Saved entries
-------------------------

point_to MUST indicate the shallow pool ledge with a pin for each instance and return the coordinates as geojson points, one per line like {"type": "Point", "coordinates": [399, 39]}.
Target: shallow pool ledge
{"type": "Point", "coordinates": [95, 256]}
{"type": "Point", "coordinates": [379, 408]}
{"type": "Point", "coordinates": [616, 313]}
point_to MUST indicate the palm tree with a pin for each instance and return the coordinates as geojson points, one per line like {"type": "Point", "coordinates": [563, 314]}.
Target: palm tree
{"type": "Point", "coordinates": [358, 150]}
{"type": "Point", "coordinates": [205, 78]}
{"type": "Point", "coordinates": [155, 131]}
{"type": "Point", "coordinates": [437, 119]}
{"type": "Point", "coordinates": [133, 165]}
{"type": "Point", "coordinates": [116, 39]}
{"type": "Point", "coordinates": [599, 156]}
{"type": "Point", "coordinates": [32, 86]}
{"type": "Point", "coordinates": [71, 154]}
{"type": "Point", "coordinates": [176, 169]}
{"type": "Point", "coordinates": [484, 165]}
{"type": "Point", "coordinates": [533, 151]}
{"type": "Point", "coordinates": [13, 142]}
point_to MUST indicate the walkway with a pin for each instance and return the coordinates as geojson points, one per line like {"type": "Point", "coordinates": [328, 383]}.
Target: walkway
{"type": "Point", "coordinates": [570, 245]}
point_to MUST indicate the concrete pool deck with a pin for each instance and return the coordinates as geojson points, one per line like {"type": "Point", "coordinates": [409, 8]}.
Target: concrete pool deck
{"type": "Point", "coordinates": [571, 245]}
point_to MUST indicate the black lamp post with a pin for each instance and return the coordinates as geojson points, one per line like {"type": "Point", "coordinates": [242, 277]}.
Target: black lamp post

-------------------------

#### [GOAL OF THE EXERCISE]
I'd like the lines above from the one with "Target: walkway" up to and including the one with "point_to MUST indicate the black" copied exactly, with no other lines.

#### [TASK RESPONSE]
Target: walkway
{"type": "Point", "coordinates": [570, 245]}
point_to MUST indicate the concrete pool deck with a pin for each instance and return the coordinates as geojson points, one per line like {"type": "Point", "coordinates": [409, 8]}.
Target: concrete pool deck
{"type": "Point", "coordinates": [571, 245]}
point_to MUST indicate the black lamp post with a pin for each instance and return the coordinates as geojson points, one per line like {"type": "Point", "coordinates": [242, 277]}.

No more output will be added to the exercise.